_What is required_: Return the exact lines spanning from the line with "of the blue" through the last line of the entries, boundaries included, and no others.

_Data for processing_:
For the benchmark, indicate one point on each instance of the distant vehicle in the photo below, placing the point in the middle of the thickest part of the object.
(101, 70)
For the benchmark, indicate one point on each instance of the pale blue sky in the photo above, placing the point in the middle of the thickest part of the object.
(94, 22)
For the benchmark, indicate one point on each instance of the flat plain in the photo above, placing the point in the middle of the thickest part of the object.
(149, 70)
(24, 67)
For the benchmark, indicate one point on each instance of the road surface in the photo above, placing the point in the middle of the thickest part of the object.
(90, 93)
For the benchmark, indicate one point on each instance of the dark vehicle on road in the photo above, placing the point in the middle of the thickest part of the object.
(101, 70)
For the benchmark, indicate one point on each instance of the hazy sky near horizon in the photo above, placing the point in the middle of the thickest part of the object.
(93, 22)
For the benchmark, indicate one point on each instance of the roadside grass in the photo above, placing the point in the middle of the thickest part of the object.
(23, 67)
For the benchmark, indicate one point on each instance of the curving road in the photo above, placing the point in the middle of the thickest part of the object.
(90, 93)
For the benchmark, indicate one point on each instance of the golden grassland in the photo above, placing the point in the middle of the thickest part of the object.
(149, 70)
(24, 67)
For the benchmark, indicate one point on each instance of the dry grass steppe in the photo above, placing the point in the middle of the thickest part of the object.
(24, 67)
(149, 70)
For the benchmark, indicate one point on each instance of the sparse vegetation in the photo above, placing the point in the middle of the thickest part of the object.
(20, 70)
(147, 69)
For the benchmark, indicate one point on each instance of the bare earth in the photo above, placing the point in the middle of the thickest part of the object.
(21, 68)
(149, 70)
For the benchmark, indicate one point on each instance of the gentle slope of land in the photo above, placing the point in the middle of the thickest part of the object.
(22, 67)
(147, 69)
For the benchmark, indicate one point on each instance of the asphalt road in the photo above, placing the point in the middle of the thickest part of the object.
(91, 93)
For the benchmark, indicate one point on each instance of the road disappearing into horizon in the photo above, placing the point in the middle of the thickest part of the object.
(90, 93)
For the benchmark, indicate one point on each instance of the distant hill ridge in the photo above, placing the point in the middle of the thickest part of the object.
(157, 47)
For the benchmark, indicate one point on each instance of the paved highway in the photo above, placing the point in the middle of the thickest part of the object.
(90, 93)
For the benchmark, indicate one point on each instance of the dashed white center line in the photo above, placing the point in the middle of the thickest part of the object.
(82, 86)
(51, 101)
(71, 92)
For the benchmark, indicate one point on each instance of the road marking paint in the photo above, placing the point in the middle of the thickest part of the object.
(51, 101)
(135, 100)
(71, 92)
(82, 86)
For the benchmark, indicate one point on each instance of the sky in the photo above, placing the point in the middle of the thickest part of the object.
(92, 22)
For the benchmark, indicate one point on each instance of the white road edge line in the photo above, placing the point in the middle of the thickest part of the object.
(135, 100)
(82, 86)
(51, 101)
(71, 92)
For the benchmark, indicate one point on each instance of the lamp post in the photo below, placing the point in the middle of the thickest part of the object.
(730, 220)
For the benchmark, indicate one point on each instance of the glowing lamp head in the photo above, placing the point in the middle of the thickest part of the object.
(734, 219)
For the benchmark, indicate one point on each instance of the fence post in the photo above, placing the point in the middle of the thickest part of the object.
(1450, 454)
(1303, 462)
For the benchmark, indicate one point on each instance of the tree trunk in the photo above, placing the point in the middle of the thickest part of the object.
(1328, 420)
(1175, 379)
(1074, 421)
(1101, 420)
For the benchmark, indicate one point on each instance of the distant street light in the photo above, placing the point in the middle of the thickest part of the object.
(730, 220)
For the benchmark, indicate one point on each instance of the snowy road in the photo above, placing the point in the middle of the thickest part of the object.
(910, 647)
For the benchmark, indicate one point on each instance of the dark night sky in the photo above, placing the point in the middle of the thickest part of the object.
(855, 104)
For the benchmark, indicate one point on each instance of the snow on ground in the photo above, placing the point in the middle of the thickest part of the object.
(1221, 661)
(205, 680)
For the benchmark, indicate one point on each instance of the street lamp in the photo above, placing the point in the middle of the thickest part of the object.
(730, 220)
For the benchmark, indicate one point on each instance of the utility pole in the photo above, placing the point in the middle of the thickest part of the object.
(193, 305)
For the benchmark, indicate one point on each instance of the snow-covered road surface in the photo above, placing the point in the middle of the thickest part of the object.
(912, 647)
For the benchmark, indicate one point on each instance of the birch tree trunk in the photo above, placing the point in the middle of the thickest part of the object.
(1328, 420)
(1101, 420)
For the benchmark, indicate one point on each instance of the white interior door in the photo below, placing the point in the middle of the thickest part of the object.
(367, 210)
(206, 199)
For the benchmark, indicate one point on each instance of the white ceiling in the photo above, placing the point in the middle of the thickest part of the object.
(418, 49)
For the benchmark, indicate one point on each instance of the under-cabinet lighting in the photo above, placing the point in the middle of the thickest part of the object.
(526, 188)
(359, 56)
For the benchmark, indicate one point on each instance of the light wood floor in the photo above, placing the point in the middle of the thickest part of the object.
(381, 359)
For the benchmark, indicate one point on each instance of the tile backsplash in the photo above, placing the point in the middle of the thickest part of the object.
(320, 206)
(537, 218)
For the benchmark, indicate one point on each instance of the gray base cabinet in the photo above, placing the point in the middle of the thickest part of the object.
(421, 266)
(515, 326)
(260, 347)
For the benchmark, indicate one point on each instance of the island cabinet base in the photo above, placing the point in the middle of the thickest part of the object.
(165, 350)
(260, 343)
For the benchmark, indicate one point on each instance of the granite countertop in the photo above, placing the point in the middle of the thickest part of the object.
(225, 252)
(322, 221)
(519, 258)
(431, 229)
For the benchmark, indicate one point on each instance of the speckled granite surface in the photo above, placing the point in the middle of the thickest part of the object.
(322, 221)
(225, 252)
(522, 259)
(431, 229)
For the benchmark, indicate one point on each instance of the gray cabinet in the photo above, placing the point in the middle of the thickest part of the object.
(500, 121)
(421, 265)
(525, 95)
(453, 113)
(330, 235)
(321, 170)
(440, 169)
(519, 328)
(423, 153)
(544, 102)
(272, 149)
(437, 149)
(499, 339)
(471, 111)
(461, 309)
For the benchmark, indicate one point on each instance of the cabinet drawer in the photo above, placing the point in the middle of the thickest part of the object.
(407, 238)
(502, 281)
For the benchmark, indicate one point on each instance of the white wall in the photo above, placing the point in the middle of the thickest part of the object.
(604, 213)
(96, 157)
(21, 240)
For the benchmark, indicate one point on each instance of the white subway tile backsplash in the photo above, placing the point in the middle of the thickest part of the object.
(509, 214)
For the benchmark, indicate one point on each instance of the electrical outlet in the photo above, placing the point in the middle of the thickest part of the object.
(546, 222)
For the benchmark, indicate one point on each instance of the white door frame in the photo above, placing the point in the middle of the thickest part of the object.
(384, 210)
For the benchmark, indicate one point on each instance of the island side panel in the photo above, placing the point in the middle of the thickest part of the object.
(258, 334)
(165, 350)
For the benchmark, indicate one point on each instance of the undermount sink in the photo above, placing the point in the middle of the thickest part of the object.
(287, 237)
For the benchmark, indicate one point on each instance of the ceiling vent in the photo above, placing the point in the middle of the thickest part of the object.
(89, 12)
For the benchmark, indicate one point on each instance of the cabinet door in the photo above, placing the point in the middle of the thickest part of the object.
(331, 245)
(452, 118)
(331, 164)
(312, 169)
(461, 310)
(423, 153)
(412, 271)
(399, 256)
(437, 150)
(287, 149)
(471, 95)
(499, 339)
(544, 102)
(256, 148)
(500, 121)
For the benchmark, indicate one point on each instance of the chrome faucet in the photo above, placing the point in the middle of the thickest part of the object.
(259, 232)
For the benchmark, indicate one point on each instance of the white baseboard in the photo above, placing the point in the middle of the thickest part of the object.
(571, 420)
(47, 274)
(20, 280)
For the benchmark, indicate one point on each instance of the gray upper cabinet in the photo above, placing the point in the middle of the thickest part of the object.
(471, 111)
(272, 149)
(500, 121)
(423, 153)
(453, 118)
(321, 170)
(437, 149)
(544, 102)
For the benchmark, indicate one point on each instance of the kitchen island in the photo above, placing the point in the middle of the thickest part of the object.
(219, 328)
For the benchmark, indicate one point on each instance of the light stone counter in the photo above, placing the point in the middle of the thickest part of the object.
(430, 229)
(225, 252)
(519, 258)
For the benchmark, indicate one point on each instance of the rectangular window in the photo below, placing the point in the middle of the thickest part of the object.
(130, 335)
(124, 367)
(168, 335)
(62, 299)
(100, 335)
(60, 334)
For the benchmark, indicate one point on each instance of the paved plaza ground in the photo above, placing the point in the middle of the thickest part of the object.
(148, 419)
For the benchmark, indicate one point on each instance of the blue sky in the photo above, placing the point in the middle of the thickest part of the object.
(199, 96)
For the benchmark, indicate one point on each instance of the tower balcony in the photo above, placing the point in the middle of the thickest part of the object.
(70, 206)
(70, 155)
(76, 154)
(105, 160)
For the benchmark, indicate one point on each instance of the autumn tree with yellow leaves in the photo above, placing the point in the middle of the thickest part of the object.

_The completed task_:
For the benchmark, indicate one point on each instance of the blue sky in the photo above, placing the point in the middle of the thickest part of the object.
(199, 96)
For the benchmark, indicate one point on each instance of the tower balcony in the photo above, placing the point in the middle of the thickest part of the object.
(70, 206)
(70, 155)
(76, 154)
(105, 160)
For the benchmark, indicate one point on each instance of the autumn tree with yellow leaves in the photo above, placing the point in the middle of the thickest part of the object.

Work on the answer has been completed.